> SHORT TASK: Transcribe the lines of the records starting with the one that has "For the dump" in it and ending with the last, and transcribe nothing else.

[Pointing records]
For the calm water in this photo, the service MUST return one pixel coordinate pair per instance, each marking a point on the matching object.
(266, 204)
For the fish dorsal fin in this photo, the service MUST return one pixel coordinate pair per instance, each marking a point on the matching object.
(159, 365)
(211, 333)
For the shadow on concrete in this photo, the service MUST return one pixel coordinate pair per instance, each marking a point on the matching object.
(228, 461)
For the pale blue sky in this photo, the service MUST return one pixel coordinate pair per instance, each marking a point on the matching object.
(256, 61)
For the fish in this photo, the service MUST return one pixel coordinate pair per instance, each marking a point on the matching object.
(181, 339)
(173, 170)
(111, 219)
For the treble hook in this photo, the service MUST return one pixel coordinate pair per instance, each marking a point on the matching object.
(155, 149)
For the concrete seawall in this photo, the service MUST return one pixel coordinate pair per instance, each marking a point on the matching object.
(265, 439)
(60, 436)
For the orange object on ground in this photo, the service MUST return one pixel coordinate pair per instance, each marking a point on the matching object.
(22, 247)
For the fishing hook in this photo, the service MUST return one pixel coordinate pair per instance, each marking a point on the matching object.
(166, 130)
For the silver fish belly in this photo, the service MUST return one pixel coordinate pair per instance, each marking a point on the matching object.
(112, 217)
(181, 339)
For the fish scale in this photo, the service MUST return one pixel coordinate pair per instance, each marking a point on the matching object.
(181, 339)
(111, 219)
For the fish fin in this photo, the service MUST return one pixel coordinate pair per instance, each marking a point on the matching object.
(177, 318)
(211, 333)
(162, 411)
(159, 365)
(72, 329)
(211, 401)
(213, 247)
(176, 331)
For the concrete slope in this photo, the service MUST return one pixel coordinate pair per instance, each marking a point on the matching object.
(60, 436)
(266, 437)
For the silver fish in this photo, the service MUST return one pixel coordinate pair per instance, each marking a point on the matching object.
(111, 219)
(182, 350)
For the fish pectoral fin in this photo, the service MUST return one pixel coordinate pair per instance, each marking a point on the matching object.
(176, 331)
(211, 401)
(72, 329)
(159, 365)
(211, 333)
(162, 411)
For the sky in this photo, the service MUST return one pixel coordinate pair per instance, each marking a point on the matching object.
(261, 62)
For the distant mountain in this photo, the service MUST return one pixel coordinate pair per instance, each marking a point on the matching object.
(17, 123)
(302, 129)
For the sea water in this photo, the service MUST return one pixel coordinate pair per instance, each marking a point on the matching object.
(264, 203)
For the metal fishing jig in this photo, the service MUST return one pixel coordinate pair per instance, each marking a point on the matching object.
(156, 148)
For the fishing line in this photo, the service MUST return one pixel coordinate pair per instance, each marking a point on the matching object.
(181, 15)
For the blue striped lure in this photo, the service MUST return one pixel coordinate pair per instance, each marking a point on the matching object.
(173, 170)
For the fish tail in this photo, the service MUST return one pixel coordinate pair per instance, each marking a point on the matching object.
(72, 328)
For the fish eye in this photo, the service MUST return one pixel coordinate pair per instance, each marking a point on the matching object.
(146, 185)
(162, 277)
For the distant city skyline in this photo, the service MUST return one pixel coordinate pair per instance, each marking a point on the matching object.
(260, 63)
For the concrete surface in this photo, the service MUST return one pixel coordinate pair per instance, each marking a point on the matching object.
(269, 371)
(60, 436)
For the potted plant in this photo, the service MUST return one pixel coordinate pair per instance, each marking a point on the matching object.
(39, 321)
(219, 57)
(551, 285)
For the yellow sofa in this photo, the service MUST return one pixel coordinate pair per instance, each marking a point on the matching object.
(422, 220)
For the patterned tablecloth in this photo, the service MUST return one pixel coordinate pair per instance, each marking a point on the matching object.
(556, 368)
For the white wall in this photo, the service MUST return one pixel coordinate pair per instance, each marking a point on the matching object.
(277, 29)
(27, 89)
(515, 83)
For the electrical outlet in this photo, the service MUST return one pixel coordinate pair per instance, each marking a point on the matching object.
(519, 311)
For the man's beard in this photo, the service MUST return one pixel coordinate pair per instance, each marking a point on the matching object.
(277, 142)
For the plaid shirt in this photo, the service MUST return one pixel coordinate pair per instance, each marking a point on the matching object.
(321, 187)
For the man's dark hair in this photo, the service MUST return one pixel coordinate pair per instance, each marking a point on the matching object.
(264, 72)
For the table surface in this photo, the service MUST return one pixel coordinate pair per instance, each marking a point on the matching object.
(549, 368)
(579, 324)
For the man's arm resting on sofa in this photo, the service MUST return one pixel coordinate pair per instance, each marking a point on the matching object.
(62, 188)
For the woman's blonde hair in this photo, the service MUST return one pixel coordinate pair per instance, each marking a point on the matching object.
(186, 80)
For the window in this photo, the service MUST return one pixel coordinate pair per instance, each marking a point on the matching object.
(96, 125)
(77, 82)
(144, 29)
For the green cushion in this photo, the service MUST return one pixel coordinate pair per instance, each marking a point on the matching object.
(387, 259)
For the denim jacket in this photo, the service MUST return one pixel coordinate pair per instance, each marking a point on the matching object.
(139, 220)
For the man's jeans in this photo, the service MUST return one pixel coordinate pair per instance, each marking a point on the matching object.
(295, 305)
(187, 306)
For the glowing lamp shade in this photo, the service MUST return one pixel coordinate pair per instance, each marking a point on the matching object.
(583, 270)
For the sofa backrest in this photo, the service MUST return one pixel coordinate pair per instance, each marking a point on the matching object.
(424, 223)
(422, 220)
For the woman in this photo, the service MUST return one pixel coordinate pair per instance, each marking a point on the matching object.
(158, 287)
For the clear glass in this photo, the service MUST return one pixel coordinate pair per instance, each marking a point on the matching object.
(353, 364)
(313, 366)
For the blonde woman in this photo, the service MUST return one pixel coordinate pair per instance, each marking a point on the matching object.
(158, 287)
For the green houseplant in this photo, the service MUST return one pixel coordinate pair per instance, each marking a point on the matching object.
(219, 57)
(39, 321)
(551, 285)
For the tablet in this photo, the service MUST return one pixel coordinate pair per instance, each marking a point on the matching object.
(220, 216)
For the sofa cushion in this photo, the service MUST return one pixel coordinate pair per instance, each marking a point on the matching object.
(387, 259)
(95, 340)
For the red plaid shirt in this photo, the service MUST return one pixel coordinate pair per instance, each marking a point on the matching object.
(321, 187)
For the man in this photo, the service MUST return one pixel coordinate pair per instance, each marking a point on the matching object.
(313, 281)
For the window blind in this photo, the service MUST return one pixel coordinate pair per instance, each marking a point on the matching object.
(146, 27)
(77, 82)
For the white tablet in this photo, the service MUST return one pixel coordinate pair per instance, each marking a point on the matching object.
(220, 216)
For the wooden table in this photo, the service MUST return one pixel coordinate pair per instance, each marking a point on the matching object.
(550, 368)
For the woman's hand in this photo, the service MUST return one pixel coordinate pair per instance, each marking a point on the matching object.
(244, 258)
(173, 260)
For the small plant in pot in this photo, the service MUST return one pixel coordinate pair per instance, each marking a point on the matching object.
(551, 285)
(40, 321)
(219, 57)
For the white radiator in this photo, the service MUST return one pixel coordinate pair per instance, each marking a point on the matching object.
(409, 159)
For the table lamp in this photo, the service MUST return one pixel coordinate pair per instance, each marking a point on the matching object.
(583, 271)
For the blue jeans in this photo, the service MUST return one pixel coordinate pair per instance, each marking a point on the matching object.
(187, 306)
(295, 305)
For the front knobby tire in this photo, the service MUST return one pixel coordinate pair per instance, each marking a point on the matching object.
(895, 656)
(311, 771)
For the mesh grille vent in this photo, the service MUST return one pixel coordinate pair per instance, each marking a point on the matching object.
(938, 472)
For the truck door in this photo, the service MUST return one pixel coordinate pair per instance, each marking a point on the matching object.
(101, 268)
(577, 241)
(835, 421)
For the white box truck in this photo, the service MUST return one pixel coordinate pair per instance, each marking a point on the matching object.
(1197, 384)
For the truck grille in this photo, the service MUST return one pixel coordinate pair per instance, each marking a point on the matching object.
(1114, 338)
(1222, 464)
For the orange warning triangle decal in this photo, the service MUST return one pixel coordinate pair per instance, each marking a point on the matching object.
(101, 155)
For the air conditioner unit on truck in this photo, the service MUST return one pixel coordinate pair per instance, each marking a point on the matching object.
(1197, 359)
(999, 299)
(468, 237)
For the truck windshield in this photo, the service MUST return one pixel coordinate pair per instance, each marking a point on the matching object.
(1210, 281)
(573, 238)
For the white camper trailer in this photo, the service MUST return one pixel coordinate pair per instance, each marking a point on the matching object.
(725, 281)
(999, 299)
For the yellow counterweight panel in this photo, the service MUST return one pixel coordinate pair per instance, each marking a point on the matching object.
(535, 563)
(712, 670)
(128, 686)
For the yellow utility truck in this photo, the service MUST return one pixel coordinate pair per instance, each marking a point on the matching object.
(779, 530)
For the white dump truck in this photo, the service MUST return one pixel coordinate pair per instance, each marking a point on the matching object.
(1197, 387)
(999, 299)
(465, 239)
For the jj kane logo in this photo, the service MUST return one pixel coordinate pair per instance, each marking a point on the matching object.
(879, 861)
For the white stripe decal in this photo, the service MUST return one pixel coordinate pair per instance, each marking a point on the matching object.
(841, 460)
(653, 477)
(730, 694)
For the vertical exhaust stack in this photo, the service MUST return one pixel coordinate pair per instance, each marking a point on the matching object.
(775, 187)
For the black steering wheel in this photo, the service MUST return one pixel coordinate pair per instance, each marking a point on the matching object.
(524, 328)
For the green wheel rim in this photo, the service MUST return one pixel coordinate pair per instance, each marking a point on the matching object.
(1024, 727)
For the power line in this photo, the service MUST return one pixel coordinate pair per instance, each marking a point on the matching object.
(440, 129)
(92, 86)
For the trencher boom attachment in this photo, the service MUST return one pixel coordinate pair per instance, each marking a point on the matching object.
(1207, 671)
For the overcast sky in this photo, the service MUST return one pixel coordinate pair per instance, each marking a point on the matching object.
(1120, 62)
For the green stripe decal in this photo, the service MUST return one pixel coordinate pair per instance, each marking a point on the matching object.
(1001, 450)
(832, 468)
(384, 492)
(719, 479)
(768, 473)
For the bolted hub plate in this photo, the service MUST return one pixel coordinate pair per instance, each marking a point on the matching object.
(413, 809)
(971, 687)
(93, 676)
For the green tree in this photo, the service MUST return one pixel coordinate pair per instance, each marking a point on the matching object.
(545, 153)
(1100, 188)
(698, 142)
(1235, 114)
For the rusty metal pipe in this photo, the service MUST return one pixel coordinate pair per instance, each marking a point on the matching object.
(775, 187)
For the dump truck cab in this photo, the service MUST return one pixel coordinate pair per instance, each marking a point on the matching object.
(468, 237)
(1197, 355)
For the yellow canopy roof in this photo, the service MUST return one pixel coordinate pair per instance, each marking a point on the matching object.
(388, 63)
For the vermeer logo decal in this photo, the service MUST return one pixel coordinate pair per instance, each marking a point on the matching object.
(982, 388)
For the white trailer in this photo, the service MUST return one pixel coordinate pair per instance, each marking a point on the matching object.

> TASK ANSWER:
For the dump truck cab in this photo, the service MUST return one pixel coordinate pair per instance, each marking a point on the matching object.
(468, 237)
(1197, 355)
For the yellow canopy roof in this photo, the service MUST return one pixel coordinate pair per instance, each marking a point on the matching object.
(388, 63)
For the vermeer logo decal in this photo, the service MUST return one pixel coordinate pair per instance, each marking a point on the matching object.
(982, 388)
For the white trailer in this photo, the service MUST return one pixel coordinate pair per instance, each marking a point on the matching object.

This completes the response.